TEXT BLOCK Block Start
It costs a mountain of
money to climb Everest
and two very different kinds
of people manage to get here:
dedicated, first-class mountaineers
and globe-trotting
adventurers who can afford it.
- On the last climb we did in Chile,
I got frost-bite on the end of my fingers
because we had to keep taking off
and putting on our crampons
and I had like completely
inappropriate gloves.
So I still have really
bad ends of my fingers,
which I can't worry about.
Okay.
Mom was the one that got me into it
and she met Andronico at a party
and she was bragging about my climbing,
which I'm gonna tell her
to stop doing from now on.
And, you know, she was saying,
"You know, my daughter's a climber."
And he said, "Would she
like to come to Everest?"
And without even consulting
me, she said, "Yeah."
So the next thing is, she wakes me up.
I'm like late night in London.
And she's like, "Darling,
you're climbing Everest."
That's kind of how it came about.
Are these
Mount Everest rookies
ready for the brutal punishment
that's in store for them
more than 8,000 meters above sea level?
- Being a long distance
runner, I keep myself fairly,
kind of, I mean I'm not tuned,
but my body's fairly tuned.
Ever since I was invited
to join the group,
since August, I've been down,
I've done I think six peaks
above nine, between 19
and 22 and a half thousand
down in Chile.
And then I've been hiking
the ski mountain in Aspen.
So, I mean, pretty intensely since August.
It's now
the second week of April.
As Annabelle and the Chilean
Team set off for Camp One,
Team Discovery leaves there,
headed back down to Base Camp.
This season, only 12 women
are climbing Mount Everest.
They follow each other's
progress through word of mouth
and by listening on the radio.
They may never meet face-to-face,
but there was a sisterhood amongst them,
complete with sibling rivalry.
They wanna know how strong is she?
How fast is she?
Will she get there before me?
Odds are strongly against
rookies making it to the summit.
It will be especially
difficult for Annabelle
because no one on her core team
has ever been there before.
All of Shaunna's core team has stood
on the top of the world,
including her boyfriend, Ben.
Some people wouldn't
wanna be with their lover
on an adventure like this.
It could get too icy and tense
for the relationship to survive.
Climbing Mount Everest is not a date.
It's a brush with death.
Early in the Icefall,
Annabelle is stopped cold
by a single ladder.
To get to the top of Mount Everest,
you need determination and creativity.
TEXT BLOCK Block End
WHAT YOU WILL DO >>
**a)** In the Everest documentary transcript, how many women are climbing Mount Everest this season?
**b)** Continue the Everest documentary transcript from its final line.
None of the material is needed here.
ENTRIES PROVIDED Block Start
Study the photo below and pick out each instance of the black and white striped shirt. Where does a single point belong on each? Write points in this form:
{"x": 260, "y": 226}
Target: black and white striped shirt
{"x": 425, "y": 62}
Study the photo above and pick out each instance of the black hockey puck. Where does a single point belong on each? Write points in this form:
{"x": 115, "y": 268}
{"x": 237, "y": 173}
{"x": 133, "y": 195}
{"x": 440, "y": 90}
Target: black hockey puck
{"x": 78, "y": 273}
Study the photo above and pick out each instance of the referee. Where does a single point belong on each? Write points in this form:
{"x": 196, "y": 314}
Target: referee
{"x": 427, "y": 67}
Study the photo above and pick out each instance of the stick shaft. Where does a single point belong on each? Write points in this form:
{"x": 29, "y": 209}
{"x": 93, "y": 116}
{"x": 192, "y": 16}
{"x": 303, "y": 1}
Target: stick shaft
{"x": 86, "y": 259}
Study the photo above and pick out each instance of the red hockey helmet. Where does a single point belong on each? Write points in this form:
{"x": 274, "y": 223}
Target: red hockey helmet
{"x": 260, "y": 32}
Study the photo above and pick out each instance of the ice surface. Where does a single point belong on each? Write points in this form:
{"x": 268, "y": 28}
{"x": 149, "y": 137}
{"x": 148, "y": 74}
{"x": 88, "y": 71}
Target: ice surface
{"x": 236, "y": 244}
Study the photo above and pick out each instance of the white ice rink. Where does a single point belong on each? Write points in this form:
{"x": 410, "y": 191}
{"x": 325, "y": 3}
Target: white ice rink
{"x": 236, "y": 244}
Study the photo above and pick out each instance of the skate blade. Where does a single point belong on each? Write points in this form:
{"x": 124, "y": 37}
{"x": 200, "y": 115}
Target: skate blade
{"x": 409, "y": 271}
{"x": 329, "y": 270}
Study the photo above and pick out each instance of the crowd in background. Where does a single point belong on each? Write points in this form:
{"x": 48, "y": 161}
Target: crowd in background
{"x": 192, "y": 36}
ENTRIES PROVIDED Block End
RESULTS BY TASK >>
**a)** Only 12 women.

**b)**
Annabelle sees an obstacle
and gets down to it.
- Do it, but I just feel
more comfortable like this.
Stylish, I know it, but...
Sorry, just need to stand.
My god, and I have really sore knees.
The higher you go, the more realize is
what a huge mountain this is.
And there's so much
that can go on up there.
I think the whole climb is one tough climb
and anyone who says it's
fix nines the whole way,
I don't care.
It is tough.
So far, Team Discovery
has had good luck on their side.
The weather has cooperated,
everyone feels strong,
and there have been no
real mishaps to speak of.
Even crossing these breathtaking ladders
has gone without a hitch.
- Always in the back of my mind,
there is that sort of
fear that one misstep
could lead to my death.
- Slow and easy now.
Be sure.
Good girl.
- My crampon got stuck.
I actually told myself don't look down
because that's when you're
gonna lose it and you'll panic.
So I just focused on trying
to little strategies to
sort of wiggle my foot
to try to get it loose,
but nothing was working.
- Take a step backward, Shaunna.
- One step back.
- On the, yeah.
- That good there.
Team Leader Ben
Webster steadies the lines.
His girlfriend is frozen midair,
just a meter from safety.
The crevasse she hovers over
is the depth of a 10 story building.
Mingma Sherpa has seen enough.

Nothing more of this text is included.